━━━━━ GIVEN INFORMATION ━━━━━

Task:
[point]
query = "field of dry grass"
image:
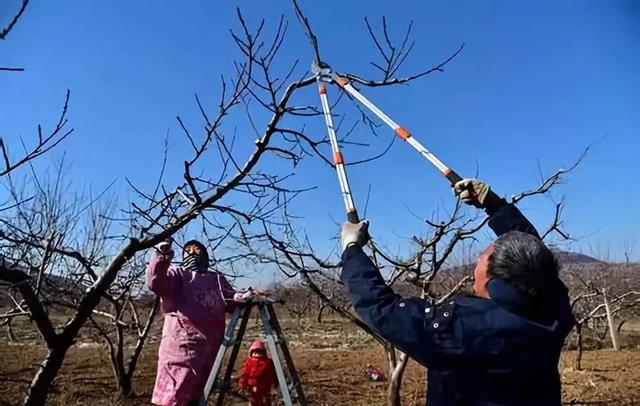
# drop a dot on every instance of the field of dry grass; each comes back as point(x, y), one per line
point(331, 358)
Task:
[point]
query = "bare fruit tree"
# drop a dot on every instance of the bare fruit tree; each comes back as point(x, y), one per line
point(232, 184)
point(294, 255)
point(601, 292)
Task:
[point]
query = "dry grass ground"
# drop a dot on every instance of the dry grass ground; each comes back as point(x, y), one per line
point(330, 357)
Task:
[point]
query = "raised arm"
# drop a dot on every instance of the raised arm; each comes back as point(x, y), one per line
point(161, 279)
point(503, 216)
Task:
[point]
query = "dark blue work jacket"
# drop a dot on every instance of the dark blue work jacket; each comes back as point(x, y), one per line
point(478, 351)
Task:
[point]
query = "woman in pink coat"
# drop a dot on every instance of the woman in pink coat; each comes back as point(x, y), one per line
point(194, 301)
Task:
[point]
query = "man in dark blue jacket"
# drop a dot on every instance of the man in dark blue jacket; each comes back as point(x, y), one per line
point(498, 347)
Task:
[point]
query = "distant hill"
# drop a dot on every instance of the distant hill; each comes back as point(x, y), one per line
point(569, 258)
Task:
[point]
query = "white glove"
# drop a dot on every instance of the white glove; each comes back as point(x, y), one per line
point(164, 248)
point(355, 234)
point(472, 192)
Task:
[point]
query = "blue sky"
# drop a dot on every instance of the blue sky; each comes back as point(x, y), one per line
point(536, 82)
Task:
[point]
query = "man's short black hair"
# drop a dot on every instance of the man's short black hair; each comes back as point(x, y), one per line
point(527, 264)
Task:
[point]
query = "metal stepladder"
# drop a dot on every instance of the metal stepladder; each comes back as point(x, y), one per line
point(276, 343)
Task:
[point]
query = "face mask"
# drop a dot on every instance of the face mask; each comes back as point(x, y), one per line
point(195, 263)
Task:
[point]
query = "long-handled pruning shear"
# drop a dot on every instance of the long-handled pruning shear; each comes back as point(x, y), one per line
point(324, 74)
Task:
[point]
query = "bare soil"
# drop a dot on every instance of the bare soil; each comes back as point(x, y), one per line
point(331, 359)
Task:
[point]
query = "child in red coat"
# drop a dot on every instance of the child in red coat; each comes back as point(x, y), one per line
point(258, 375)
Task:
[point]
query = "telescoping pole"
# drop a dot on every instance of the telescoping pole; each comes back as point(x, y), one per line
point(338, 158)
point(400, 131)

━━━━━
━━━━━ GIVEN INFORMATION ━━━━━

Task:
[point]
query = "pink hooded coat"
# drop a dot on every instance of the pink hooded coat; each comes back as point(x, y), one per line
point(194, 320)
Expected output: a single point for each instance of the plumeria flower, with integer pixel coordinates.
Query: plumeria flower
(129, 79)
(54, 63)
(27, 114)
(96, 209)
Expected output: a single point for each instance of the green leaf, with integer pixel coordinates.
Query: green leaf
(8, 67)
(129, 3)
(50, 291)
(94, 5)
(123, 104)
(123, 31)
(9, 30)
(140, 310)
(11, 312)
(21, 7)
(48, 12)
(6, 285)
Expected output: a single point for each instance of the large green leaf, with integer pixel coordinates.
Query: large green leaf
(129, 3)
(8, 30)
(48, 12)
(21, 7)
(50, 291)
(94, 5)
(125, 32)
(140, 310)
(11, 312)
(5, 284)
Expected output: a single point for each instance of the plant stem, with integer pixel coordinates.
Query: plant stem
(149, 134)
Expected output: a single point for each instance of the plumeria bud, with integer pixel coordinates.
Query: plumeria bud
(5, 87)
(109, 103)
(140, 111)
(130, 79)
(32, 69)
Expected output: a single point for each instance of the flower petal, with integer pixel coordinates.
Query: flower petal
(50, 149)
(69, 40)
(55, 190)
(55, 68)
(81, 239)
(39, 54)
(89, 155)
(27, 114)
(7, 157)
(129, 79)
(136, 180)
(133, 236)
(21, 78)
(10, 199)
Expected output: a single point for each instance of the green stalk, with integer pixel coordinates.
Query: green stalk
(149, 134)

━━━━━

WORK TASK
Your answer should be every line above that contains the word "output".

SOLUTION TO THE EXERCISE
Expected output: a single point for each instance of the plumeria flower, with integer pixel coordinates.
Expected output: a single point for each instance of the green leaf, with integer pixel coordinates.
Expected output: a single point for each instance of the large green leaf, with integer pixel coordinates.
Expected output: a single point for each instance of the plant stem, with integer pixel coordinates.
Expected output: a single point for each instance of the plumeria bud, with integer pixel coordinates.
Expected output: a single point for each instance of the flower petal, with integer pixel coordinates.
Expected output: a single point for each instance of the green stalk, with integer pixel coordinates.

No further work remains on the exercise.